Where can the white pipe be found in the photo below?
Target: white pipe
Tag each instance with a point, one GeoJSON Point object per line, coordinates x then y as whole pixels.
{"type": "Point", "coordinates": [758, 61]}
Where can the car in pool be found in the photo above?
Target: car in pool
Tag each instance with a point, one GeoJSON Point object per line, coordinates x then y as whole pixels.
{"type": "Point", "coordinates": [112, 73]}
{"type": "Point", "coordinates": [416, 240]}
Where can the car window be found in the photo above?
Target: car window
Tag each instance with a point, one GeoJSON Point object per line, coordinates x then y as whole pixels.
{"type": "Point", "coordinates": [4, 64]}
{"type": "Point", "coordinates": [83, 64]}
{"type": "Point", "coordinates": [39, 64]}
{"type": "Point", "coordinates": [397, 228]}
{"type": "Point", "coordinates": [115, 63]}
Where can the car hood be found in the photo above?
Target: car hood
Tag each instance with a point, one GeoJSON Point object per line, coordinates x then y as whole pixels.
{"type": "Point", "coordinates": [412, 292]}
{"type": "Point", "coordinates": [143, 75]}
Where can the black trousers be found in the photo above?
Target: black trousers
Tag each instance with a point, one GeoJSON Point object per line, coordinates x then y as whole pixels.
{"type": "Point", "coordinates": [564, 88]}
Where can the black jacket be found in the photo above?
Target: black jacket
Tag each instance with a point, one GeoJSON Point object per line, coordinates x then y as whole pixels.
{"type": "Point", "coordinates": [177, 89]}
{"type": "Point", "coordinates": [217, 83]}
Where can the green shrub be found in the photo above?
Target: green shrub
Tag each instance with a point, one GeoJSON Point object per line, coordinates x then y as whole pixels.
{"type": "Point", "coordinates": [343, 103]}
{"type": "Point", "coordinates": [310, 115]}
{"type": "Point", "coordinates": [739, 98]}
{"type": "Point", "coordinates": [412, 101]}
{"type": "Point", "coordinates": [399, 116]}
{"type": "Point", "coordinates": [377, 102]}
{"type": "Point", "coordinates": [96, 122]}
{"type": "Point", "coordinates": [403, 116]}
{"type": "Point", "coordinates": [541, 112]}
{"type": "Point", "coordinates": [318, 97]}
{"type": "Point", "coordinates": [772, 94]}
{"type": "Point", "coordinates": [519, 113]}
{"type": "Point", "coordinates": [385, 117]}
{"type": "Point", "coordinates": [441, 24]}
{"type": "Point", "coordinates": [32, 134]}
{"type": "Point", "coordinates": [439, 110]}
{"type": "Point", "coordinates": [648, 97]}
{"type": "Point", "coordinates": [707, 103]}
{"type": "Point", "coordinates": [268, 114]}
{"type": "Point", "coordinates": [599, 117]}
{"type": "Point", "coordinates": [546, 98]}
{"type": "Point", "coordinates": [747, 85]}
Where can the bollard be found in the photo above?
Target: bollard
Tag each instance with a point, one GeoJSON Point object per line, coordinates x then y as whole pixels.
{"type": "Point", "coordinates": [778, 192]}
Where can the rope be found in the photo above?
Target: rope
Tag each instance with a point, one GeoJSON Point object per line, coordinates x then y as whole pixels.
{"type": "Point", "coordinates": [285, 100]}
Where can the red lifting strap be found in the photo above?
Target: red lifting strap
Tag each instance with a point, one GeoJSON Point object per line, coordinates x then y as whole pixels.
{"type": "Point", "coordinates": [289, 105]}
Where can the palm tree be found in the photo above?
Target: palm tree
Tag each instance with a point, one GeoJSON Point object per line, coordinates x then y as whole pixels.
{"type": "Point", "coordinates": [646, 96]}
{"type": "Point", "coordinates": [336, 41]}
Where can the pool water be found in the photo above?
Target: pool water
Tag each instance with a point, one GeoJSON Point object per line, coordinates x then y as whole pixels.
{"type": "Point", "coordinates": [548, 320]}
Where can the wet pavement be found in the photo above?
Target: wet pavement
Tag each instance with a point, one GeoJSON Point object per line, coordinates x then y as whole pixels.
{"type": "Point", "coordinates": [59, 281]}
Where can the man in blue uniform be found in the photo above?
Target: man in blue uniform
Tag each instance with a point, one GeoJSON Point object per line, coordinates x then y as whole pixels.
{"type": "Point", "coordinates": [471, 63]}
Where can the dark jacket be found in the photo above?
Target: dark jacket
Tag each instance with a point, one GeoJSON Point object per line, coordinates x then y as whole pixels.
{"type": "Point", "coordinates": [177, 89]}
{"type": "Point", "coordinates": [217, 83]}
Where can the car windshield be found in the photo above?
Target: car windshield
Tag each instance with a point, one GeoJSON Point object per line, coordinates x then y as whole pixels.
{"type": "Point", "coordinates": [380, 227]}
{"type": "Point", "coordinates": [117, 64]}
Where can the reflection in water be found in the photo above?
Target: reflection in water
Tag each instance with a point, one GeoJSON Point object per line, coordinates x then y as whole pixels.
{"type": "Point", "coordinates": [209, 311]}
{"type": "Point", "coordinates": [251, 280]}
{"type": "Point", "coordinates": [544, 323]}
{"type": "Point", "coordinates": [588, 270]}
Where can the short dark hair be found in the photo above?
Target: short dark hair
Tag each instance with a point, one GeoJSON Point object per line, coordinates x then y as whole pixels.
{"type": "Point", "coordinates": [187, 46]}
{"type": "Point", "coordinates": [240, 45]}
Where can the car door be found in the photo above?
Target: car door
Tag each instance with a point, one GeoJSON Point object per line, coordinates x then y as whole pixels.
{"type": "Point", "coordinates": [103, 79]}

- **YOUR GOAL**: Please find all lines of the entries that hold the string "black" and copy them.

- **SOLUTION TO THE EXERCISE**:
Where can the black trousers be found in the photo above?
Target: black trousers
Where can the black jacket be found in the photo above?
Target: black jacket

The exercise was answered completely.